■ Quoted passage ■
After these preliminaries, we are ready to show the desired proposition.

Proof of proposition 1. Fix (\theta,\theta')\in\mathbb{R}^2. Given M a large number and W\in\mathcal{C}_n(\alpha), we define

\mathcal{E}(W):=\{|b|\leq M: \|W(A_0, A_1(b,b+\theta,b+\theta')\|\leq\gamma^n\} and

\mathcal{E}_n:=\bigcup\limits_{W\in\mathcal{C}_n(\alpha)}\mathcal{E}(W).

From Borel-Cantelli’s lemma, our task is reduced to show that \sum\limits_{n\in\mathbb{N}} \lambda(\mathcal{E}_n)<\infty, where \lambda stands for the Lebesgue measure on \mathbb{R}.

Since it is fairly standard to check that \#\mathcal{C}_n(\alpha)\leq n^{\alpha} n^{n^{\alpha}}, it suffices to prove the following affirmative:

Claim. It holds

(6) \sum\limits_{n\in\mathbb{N}} n^{\alpha}n^{n^{\alpha}}\max\limits_{W\in\mathcal{C}_n(\alpha)} \lambda(\mathcal{E}(W))<\infty.

■ Problem description ■
In the proof excerpt, what does the symbol λ stand for?

■ Given records ■
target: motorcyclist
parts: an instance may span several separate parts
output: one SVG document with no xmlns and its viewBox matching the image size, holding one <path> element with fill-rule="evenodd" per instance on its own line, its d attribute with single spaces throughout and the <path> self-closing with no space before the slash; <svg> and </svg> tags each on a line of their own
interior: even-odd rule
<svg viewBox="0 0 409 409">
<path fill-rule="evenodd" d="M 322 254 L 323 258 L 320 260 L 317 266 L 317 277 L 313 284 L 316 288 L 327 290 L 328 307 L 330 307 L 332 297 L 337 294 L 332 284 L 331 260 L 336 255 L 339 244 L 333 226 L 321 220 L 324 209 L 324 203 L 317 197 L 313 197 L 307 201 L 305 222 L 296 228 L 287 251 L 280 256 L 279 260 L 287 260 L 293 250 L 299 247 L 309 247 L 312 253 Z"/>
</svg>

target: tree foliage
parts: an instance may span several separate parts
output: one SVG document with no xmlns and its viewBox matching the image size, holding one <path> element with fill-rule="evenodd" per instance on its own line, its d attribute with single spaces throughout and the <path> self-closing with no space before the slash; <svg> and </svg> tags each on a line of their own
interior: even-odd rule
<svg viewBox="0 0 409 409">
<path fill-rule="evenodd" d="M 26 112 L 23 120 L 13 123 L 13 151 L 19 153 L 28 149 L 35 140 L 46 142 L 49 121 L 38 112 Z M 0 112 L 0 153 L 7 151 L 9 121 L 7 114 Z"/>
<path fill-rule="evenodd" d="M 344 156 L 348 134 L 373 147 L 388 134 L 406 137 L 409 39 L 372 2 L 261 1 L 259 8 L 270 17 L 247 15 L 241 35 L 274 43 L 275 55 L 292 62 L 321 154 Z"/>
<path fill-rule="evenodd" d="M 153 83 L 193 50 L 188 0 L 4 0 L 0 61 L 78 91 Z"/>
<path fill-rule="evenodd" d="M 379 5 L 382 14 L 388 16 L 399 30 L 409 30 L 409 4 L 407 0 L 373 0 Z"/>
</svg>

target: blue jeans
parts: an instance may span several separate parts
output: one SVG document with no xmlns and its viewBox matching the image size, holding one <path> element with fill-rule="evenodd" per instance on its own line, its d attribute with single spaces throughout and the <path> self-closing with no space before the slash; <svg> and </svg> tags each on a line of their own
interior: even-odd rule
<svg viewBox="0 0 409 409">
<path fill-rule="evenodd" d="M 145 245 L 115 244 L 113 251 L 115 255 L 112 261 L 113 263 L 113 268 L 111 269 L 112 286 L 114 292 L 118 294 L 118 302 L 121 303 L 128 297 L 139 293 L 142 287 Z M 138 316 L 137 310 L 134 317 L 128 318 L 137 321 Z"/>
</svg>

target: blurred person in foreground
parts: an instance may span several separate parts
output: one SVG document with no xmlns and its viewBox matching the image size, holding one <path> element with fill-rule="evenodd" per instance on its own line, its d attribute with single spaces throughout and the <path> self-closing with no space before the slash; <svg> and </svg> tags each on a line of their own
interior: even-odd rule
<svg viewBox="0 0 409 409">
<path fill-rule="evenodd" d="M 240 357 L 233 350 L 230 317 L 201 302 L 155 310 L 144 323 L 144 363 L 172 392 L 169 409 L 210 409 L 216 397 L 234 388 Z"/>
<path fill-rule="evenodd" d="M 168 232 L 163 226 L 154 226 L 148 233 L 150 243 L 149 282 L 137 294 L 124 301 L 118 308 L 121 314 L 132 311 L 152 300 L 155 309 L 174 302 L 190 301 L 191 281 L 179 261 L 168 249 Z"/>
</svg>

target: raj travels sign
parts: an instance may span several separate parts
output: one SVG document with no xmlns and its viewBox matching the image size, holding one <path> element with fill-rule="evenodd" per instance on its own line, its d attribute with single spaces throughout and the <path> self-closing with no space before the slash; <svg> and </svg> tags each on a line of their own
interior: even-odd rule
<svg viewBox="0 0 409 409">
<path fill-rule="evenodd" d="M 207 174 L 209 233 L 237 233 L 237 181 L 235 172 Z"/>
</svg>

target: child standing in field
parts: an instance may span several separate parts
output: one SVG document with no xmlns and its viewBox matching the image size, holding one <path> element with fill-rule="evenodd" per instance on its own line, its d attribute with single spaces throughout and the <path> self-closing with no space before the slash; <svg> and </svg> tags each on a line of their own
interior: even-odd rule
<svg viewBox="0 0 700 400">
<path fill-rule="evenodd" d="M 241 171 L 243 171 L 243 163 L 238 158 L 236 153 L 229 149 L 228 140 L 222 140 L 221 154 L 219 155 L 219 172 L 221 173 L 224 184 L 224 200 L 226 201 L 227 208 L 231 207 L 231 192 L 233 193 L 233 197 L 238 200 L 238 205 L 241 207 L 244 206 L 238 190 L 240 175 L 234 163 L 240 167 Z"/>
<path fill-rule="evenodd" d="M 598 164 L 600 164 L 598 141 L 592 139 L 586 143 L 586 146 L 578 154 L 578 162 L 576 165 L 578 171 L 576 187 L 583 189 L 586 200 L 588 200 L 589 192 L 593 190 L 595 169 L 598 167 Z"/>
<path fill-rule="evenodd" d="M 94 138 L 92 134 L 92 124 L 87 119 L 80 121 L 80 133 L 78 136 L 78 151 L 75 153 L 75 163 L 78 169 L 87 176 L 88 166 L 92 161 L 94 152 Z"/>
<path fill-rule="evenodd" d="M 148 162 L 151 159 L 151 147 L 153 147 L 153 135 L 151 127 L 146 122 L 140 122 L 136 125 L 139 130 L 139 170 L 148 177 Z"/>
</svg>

■ Final answer ■
The Lebesgue measure on ℝ.